What you need to do | Render the records from the line that contains "like x=227 y=617." through the end of the records, inclusive, as a two-column CSV with the columns text and answer. Give one row per record, with its text and its answer each in a single quoted field and line breaks replaced by spaces.

-- START OF Record set --

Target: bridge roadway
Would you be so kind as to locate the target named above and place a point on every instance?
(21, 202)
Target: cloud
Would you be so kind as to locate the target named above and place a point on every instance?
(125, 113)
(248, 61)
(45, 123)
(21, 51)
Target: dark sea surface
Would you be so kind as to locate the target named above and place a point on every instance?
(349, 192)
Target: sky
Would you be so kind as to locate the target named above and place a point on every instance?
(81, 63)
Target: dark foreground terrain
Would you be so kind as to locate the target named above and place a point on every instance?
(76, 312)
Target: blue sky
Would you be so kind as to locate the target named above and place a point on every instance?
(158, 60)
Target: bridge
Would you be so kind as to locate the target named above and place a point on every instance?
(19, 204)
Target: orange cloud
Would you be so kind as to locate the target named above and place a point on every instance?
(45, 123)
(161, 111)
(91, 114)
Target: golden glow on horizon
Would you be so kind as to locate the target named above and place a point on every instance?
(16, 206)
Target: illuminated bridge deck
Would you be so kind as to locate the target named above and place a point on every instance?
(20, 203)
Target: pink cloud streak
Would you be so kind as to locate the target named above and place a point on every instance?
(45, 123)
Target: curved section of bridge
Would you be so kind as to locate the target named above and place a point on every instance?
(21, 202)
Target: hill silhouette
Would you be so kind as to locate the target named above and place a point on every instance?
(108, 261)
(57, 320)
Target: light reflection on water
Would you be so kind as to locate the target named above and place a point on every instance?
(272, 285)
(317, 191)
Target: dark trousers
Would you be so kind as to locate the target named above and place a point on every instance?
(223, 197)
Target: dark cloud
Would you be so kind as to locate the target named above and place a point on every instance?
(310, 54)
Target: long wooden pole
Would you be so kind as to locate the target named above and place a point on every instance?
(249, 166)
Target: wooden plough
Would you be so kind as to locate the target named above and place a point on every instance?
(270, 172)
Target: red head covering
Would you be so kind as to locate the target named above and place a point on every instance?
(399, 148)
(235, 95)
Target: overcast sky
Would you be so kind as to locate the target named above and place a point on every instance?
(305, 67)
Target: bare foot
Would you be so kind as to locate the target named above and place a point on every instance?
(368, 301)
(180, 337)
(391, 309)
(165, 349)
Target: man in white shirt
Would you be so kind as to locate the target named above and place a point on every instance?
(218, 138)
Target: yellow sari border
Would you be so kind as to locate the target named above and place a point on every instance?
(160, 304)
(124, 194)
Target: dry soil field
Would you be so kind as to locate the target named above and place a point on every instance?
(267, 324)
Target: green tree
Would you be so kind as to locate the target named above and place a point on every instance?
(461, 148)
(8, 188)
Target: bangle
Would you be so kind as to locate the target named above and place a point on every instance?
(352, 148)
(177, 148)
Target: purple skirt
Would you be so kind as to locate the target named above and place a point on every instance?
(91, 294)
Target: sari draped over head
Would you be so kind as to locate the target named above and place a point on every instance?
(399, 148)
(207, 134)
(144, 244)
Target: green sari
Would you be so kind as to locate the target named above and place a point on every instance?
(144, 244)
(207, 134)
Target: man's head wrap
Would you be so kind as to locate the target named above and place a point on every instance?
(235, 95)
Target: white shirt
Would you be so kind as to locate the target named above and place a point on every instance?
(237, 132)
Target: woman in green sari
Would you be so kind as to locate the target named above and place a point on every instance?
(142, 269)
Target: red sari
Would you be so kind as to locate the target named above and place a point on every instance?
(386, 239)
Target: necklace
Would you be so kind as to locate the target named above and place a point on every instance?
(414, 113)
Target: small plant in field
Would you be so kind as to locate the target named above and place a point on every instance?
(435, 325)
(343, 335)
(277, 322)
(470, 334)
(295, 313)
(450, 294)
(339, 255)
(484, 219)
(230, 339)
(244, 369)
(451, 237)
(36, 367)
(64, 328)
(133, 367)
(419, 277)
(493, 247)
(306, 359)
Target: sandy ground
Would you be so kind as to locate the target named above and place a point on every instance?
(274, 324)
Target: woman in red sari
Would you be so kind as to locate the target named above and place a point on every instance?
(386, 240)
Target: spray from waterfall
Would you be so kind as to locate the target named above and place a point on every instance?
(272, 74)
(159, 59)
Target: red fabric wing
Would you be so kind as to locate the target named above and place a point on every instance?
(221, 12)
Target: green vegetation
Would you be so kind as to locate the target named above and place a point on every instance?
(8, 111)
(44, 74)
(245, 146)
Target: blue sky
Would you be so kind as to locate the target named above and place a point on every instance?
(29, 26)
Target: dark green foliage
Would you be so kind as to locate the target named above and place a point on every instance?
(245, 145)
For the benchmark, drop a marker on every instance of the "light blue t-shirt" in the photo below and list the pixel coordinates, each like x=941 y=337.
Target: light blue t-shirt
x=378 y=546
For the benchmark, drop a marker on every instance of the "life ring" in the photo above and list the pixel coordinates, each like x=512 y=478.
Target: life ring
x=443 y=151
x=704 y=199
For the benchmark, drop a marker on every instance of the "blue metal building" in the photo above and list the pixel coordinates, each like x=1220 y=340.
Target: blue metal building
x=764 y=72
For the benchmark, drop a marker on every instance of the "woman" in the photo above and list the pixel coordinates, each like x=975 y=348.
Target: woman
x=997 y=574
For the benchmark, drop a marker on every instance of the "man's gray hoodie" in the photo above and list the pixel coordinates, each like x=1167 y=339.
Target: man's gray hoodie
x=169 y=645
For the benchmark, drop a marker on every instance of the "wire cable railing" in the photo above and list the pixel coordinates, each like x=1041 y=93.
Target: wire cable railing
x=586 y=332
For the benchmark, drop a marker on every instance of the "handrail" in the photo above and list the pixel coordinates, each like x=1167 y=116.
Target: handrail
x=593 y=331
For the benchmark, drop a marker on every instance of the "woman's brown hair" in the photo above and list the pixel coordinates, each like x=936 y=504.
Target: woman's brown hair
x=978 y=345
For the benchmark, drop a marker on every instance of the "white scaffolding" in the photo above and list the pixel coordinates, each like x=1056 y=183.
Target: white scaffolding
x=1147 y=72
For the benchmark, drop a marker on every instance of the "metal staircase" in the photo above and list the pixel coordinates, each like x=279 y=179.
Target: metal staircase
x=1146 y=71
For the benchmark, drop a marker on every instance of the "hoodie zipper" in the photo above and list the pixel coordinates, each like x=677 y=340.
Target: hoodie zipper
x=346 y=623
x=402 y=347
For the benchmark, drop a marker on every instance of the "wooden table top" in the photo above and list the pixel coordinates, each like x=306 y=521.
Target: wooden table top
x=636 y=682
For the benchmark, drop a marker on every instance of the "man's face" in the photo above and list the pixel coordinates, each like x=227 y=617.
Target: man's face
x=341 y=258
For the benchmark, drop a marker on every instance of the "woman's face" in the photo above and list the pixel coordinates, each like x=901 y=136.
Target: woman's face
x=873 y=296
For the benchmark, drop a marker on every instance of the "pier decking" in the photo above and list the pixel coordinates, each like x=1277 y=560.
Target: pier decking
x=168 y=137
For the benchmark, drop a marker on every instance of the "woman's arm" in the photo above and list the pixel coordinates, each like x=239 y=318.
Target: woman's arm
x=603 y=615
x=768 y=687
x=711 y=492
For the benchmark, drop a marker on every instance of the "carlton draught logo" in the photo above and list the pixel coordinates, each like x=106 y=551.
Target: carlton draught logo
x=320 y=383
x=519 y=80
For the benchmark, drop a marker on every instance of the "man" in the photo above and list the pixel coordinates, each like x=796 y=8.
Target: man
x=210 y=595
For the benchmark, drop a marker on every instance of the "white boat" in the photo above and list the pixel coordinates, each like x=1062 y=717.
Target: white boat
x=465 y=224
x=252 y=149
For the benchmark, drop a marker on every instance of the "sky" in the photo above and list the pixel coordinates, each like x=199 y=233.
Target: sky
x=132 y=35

-- END OF Record set --

Answer for the task |
text,answer
"For the benchmark, drop a marker on every instance of the ""man's face"" in the photo above and list the pixel coordinates, each like x=227 y=617. Target: man's face","x=341 y=258"
"For the benchmark, drop a marker on every instance of the ""woman's face"" in the photo above and list the pixel coordinates, each like x=901 y=136. Target: woman's face","x=873 y=296"
"For the benchmark, drop a marker on every instance of the ""pier decking"" in the photo above and list the pixel coordinates, each like x=1277 y=560. Target: pier decking","x=168 y=137"
"For the benchmark, drop a marker on every instance of the ""woman's arm"" in the photo above and list the pixel coordinates, each like x=239 y=318. Target: woman's arm","x=603 y=615 x=768 y=687 x=711 y=492"
"For the benchmark, drop a marker on every instance of the ""carlton draught logo"" in the photo above and list the pixel coordinates, each like x=106 y=551. Target: carlton draught logo","x=320 y=383 x=519 y=80"
"For the benchmark, drop a marker on every instance of the ""man"" in the photo above and list the pixel coordinates, each like x=796 y=8. Target: man","x=210 y=595"
"For the benchmark, drop a marker on every instance of the ""white boat"" in the photo above and list the pixel coordinates, each like x=1062 y=717. Target: white boat","x=465 y=224 x=252 y=149"
"For the benchmark, drop a marker on every instance of the ""sky"" in the photo above and list the pixel coordinates, each like x=199 y=233. Target: sky","x=132 y=35"